Problem statement: Count the lines in the listing below that contain the string "pillow". Case counts, and the answer should be only the number.

Task data:

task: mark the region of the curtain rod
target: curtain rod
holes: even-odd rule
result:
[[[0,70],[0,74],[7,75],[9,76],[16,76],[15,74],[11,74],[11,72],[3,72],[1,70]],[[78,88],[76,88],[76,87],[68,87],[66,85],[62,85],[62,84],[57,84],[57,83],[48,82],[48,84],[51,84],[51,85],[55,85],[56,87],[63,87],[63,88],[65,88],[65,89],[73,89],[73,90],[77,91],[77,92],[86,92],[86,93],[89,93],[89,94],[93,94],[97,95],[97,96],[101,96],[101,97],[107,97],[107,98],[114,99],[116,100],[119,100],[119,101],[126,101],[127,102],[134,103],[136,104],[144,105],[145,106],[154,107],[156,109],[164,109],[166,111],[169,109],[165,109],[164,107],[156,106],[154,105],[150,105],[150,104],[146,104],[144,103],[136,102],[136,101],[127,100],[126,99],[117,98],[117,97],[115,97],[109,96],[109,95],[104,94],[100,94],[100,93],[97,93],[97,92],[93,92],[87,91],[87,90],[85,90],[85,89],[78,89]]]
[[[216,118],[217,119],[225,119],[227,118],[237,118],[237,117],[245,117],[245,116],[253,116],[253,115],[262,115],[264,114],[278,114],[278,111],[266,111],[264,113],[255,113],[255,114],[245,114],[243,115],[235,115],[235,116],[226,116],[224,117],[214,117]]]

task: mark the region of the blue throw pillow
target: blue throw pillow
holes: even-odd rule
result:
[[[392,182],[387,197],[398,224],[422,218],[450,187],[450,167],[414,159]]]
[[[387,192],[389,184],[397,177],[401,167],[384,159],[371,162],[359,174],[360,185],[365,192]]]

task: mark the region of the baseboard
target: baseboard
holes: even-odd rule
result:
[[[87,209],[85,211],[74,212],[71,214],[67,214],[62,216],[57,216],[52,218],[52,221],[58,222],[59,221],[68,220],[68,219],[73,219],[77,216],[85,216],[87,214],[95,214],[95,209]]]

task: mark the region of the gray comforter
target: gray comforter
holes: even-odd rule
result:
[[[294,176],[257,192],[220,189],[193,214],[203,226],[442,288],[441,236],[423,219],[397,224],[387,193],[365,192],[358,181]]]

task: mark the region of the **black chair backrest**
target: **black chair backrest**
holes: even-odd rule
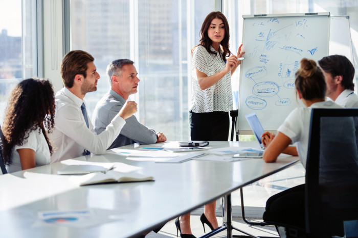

Written answer: 2